## Problem description
In the listing below, look for "grass" and copy every line that has it.

## Source data
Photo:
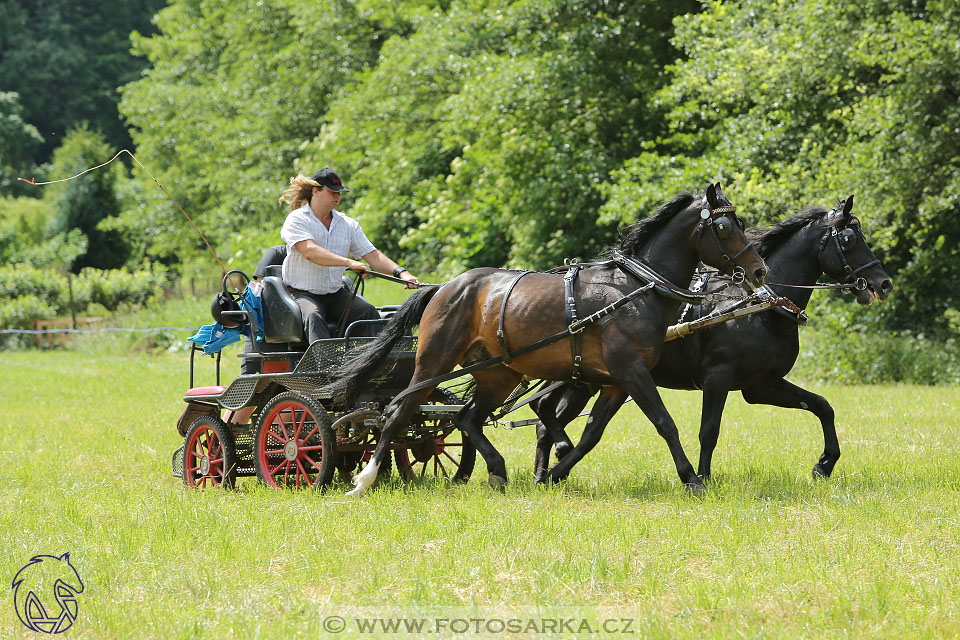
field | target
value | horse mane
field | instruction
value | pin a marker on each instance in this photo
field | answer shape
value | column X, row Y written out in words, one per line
column 634, row 236
column 766, row 241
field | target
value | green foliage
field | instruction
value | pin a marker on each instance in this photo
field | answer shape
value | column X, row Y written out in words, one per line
column 81, row 204
column 483, row 137
column 18, row 144
column 806, row 100
column 23, row 223
column 30, row 293
column 233, row 92
column 66, row 59
column 851, row 344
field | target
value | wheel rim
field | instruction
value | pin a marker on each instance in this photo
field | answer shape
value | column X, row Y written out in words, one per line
column 204, row 459
column 434, row 457
column 290, row 447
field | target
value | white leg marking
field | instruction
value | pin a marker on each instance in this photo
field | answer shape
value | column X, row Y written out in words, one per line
column 364, row 479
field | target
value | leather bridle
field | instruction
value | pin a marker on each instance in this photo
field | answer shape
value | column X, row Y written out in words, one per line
column 842, row 243
column 714, row 218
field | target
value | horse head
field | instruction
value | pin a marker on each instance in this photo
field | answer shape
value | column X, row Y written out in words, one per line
column 41, row 583
column 721, row 241
column 845, row 255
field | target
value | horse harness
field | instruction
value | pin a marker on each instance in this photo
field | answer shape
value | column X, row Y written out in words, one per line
column 575, row 326
column 719, row 221
column 843, row 241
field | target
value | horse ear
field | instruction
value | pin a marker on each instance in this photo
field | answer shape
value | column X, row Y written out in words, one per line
column 848, row 206
column 712, row 195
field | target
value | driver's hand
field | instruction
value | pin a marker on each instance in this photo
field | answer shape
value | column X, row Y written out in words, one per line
column 410, row 279
column 359, row 267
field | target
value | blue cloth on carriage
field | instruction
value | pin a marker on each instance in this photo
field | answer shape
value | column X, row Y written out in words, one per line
column 214, row 337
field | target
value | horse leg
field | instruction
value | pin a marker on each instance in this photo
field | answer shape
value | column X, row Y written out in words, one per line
column 401, row 415
column 571, row 403
column 553, row 417
column 781, row 393
column 716, row 386
column 640, row 385
column 606, row 406
column 493, row 387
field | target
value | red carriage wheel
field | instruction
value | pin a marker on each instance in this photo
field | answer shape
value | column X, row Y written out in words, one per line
column 445, row 453
column 294, row 445
column 451, row 457
column 209, row 454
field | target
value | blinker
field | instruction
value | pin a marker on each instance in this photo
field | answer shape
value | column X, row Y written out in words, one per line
column 847, row 237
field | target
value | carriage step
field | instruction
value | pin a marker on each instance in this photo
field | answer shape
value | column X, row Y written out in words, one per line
column 440, row 408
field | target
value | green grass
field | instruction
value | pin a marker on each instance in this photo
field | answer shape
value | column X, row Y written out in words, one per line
column 87, row 437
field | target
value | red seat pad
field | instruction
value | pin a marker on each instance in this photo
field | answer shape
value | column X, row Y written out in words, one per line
column 205, row 391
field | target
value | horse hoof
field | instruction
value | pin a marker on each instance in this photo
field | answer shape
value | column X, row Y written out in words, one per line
column 497, row 482
column 695, row 489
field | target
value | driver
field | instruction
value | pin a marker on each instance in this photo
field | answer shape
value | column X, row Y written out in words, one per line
column 319, row 240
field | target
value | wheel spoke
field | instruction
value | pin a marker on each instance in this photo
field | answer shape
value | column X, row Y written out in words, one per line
column 303, row 421
column 283, row 426
column 276, row 469
column 316, row 427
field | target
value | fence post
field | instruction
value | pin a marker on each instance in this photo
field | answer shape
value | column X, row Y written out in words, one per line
column 73, row 311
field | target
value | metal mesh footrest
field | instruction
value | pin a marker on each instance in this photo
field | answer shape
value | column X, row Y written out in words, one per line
column 178, row 462
column 322, row 355
column 238, row 394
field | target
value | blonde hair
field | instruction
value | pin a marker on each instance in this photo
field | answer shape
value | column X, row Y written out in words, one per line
column 300, row 191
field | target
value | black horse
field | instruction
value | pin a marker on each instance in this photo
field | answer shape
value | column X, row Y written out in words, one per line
column 752, row 353
column 485, row 312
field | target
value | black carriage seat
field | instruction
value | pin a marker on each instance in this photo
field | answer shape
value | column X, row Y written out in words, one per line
column 282, row 319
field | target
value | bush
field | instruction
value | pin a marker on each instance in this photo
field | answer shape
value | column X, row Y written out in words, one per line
column 29, row 293
column 849, row 345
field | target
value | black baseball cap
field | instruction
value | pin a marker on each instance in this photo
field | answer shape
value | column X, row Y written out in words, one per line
column 329, row 178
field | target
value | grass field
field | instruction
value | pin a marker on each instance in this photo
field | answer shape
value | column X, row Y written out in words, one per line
column 872, row 552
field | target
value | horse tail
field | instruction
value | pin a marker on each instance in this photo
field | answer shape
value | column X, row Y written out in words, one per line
column 361, row 366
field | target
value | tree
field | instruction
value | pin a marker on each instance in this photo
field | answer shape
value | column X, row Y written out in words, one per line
column 482, row 137
column 66, row 58
column 82, row 204
column 233, row 92
column 804, row 101
column 18, row 143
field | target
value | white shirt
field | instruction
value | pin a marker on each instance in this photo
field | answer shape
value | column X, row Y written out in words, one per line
column 344, row 237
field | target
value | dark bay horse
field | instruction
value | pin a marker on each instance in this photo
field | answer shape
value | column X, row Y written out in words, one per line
column 751, row 354
column 460, row 322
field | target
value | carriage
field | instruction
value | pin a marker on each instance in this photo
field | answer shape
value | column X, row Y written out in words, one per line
column 298, row 436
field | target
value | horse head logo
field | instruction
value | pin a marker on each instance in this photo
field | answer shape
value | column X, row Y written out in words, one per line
column 45, row 593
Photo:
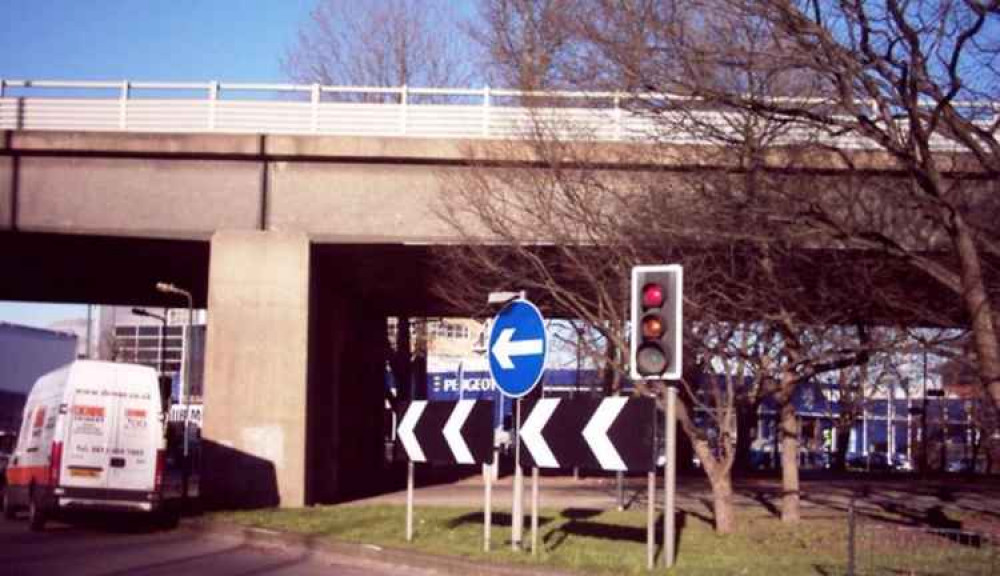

## Your solution
value | green grass
value | grass field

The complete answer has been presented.